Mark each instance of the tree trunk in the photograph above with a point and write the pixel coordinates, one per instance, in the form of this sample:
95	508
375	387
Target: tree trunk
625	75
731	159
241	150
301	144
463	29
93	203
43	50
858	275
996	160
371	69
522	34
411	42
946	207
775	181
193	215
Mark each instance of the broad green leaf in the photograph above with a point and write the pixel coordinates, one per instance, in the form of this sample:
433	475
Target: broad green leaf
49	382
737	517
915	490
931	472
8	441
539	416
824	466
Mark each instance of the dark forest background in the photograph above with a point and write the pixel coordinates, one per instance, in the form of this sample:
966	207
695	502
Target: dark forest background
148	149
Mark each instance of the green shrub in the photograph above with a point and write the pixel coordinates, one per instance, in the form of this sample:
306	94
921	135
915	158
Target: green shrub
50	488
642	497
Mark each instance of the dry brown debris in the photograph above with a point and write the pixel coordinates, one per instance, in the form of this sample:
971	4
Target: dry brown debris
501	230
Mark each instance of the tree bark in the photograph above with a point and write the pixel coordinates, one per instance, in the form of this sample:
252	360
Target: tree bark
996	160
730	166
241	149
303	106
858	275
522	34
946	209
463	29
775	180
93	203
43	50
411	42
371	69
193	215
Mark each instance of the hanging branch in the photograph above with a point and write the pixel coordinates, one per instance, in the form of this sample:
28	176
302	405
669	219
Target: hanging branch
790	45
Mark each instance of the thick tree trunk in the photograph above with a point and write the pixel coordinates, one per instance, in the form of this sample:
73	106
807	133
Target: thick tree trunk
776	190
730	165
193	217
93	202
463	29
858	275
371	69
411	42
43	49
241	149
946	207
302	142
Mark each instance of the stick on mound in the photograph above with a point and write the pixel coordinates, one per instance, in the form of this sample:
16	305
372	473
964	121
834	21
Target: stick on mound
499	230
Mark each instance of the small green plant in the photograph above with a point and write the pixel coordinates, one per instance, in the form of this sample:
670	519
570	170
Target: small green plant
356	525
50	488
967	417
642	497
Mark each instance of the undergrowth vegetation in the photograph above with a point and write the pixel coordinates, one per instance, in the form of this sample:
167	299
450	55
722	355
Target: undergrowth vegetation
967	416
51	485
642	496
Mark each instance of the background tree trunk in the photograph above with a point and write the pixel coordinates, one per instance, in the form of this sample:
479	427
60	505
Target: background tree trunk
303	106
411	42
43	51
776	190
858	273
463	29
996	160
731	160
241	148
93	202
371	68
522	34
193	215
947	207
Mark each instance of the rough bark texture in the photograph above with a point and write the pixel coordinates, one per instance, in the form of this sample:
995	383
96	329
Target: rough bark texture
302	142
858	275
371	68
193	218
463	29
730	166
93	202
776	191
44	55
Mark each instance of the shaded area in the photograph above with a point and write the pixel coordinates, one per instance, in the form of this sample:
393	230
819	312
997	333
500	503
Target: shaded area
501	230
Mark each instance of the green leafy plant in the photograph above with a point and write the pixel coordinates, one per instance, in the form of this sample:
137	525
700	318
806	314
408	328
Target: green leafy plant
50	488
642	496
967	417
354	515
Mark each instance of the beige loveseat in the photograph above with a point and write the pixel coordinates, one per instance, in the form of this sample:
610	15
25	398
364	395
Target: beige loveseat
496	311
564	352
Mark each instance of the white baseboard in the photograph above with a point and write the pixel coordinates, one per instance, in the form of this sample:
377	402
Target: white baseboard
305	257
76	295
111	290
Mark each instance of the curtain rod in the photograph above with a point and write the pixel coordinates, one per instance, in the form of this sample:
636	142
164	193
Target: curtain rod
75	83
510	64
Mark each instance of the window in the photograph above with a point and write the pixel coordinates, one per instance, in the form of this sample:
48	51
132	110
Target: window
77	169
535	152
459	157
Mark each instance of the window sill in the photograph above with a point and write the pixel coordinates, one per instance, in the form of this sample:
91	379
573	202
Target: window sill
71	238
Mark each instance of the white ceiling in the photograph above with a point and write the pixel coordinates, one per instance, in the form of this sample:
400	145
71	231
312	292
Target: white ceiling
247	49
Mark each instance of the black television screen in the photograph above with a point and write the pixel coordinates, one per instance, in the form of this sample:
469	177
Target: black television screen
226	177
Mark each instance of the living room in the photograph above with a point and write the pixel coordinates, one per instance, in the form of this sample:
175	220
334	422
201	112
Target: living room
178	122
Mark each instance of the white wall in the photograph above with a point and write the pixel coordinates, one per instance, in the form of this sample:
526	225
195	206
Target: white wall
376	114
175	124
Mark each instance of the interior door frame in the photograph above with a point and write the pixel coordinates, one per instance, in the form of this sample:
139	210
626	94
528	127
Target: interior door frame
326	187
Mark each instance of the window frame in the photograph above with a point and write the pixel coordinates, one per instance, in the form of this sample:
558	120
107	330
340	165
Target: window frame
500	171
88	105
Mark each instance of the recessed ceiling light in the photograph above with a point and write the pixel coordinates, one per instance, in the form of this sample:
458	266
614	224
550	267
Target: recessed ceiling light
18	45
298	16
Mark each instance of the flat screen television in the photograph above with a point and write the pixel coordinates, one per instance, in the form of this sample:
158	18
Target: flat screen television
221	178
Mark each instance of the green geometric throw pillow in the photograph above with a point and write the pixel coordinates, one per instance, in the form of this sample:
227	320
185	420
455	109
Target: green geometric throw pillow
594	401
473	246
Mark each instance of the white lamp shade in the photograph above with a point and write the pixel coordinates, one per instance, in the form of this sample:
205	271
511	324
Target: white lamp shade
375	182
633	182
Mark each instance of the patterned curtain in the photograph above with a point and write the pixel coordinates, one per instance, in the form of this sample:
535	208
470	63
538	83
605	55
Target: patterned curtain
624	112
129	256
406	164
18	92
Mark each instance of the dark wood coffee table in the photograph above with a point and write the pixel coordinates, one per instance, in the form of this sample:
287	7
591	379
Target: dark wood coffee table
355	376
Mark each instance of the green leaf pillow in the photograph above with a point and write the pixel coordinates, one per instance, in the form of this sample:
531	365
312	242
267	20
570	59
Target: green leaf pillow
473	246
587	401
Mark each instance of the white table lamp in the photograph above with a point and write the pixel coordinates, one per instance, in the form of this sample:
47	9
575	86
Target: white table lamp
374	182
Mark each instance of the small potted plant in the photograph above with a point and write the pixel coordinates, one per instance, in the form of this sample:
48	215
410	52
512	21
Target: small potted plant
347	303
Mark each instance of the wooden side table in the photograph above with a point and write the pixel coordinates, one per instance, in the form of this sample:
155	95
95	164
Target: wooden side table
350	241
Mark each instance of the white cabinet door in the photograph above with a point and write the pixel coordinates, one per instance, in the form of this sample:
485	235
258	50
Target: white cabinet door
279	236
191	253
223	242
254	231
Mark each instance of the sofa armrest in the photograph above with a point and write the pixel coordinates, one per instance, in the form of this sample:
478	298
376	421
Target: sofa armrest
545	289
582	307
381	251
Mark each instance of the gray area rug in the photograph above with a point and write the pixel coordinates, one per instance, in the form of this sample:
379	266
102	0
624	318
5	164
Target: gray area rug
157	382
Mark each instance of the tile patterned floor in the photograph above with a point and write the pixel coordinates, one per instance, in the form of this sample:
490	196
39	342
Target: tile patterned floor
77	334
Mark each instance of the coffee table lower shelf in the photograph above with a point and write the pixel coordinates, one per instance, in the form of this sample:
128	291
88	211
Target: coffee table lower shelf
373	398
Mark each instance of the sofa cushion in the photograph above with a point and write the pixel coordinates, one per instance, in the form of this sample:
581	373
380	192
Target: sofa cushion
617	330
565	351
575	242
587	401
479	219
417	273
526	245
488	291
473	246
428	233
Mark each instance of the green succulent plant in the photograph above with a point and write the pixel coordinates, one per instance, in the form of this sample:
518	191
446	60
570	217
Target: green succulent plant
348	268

══════════════════════════════

▸ **What the task requires**:
Beginning at the line where "Mark each instance of the sofa cushion" appears, extract each line through the end of the data above; keep them exact and include nothing else.

▸ **Correct response**:
Mark each instance of the sofa cushion in the photograph above with a point and write the pixel coordinates, one per instance, in the form of this sample:
581	373
380	192
Target: sofa cushion
617	330
565	351
575	242
587	401
479	219
417	273
526	245
488	291
473	246
428	233
Mark each instance of the green succulent plant in the photograph above with a point and write the pixel coordinates, one per instance, in the form of this sample:
518	191
446	60
570	217
Target: green succulent plant
348	268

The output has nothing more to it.